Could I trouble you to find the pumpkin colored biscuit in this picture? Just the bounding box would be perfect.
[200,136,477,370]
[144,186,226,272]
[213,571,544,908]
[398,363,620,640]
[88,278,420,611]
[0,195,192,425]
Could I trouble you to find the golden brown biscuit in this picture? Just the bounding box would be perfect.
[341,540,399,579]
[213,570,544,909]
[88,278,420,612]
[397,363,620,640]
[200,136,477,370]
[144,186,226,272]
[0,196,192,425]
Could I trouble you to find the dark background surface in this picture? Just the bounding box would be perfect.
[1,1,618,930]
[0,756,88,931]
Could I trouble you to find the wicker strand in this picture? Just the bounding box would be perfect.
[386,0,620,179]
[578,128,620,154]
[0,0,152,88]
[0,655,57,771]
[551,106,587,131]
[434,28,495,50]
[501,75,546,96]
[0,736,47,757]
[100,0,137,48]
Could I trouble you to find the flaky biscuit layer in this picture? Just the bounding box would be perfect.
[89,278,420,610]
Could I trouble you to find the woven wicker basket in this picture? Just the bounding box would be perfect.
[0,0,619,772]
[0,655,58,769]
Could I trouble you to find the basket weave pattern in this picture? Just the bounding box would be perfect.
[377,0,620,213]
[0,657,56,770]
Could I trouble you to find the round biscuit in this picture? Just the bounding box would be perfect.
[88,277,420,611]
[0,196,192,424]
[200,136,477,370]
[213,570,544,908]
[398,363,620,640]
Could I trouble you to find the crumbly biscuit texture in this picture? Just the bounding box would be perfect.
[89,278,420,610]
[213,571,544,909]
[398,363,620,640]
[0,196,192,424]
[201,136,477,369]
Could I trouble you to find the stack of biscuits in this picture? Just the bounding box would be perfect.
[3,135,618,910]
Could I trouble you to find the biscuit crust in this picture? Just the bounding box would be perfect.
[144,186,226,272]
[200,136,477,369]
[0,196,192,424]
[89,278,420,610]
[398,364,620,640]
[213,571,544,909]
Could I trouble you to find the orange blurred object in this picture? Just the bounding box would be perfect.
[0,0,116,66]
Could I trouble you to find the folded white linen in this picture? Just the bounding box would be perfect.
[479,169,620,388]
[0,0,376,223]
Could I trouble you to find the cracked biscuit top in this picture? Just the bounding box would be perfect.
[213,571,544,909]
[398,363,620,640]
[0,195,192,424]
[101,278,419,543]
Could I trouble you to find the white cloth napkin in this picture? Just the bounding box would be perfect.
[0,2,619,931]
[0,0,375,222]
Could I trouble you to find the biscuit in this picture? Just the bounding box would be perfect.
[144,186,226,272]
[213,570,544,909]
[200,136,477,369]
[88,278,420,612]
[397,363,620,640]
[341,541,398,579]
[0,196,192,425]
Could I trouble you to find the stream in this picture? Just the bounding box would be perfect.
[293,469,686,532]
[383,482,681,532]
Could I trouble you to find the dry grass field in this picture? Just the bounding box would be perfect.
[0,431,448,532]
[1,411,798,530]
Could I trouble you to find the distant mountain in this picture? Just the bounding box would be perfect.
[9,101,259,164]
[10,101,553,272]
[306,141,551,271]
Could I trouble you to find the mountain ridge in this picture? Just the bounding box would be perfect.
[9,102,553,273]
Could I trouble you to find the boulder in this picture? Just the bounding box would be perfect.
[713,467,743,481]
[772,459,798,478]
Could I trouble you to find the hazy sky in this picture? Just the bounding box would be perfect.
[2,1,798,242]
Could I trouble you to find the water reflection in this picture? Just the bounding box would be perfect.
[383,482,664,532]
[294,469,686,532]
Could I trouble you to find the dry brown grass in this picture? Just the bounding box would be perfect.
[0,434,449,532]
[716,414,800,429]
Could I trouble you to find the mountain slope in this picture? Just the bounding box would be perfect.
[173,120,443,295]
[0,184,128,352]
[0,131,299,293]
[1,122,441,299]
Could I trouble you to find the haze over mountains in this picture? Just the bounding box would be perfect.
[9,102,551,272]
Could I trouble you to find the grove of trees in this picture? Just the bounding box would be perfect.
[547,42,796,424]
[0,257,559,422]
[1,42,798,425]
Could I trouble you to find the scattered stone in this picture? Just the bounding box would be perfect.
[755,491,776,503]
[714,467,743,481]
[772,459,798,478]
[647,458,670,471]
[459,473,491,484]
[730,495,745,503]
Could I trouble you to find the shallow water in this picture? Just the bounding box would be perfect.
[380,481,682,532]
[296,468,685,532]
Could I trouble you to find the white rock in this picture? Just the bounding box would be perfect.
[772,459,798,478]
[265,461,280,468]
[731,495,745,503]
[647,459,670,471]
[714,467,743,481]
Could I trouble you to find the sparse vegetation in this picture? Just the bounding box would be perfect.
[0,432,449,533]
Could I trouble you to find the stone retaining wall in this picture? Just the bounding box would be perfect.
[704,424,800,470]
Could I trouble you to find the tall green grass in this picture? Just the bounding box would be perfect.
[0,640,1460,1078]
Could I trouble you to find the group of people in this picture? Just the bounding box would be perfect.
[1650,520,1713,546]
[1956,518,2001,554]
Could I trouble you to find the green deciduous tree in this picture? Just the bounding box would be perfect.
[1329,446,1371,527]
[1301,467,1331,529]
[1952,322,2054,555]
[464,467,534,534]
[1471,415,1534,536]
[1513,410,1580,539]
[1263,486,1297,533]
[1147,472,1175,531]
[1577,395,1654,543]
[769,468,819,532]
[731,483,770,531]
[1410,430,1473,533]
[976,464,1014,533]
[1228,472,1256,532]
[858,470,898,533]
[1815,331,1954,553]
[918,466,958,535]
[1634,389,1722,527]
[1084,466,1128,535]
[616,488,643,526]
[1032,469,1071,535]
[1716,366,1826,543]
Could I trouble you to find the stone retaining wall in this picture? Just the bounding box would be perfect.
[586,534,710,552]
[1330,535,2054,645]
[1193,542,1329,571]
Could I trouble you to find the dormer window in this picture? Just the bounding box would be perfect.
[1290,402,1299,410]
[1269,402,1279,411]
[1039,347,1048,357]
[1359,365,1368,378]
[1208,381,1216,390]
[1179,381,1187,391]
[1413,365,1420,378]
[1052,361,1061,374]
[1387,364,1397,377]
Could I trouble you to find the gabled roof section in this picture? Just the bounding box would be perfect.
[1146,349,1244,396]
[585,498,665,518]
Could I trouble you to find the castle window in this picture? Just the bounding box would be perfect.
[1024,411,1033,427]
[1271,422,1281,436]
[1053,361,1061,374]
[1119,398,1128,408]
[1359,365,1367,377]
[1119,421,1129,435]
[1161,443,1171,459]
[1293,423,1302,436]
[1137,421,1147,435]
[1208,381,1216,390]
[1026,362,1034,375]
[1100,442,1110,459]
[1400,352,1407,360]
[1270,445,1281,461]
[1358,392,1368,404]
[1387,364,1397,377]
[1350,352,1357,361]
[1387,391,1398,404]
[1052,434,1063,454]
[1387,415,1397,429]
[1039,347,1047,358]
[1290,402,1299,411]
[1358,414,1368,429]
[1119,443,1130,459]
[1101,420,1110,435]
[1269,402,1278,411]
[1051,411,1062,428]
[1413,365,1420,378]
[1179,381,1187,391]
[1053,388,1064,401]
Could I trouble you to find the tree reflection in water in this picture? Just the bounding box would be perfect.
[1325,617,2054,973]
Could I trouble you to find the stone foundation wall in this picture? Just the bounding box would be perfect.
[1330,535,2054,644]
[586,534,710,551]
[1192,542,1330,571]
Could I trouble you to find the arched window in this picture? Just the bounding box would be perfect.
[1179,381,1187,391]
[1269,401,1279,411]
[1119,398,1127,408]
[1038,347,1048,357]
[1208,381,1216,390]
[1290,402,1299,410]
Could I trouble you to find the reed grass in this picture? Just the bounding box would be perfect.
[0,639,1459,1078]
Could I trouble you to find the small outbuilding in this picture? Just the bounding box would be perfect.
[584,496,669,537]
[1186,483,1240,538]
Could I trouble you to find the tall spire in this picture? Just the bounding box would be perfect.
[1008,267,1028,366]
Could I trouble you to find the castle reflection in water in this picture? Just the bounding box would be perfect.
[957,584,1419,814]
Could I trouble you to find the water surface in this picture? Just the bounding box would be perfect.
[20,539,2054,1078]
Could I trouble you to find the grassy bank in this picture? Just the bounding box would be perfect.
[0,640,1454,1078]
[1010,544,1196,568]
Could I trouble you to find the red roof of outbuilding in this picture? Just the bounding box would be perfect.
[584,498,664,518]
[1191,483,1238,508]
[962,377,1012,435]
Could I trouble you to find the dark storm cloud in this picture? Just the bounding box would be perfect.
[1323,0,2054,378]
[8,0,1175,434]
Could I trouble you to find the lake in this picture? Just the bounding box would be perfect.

Task goal - Only the lines from the one with "Could I trouble you to find the arched" through the end of the listing should be output, exactly as they appear.

Result -
Could I trouble you to find the arched window in this picture? Just the bounding box would be perfect.
[1179,381,1187,391]
[1269,401,1279,411]
[1119,398,1127,408]
[1038,347,1048,357]
[1208,381,1216,390]
[1290,402,1299,410]
Could I trouble you to find the reed grass in this picture? Just the bounding box would be perfect.
[0,639,1459,1078]
Could I trouble you to find the small outbuilding in this picture? Just the bounding box would be perfect.
[584,496,669,537]
[1186,483,1240,538]
Could I trouble you to find the tall spire in this picture? Just the bounding box would be perfect.
[1008,267,1028,366]
Could I trouble you to find the castle reflection in water in this picture? Just the bounding box would be perfect.
[957,584,1419,814]
Could I trouble you to find the water surface in this picture? Just the bounding box would be perfect.
[20,539,2054,1078]
Could I trouble you to find the grassy bank in this picture? Just the bounding box would be perfect.
[0,640,1454,1078]
[1010,544,1196,568]
Could I trouble you to find the red roof of outbuilding in this picture? Just the bounding box would be perfect.
[584,498,664,518]
[1191,483,1238,508]
[962,377,1012,435]
Could I trouble you to find the dark storm cloud in this picture? Just the bounding box would be perfect.
[1323,0,2054,378]
[8,0,1175,434]
Could I trouble you to find the lake in this picture? Just the bounding box would be perfect.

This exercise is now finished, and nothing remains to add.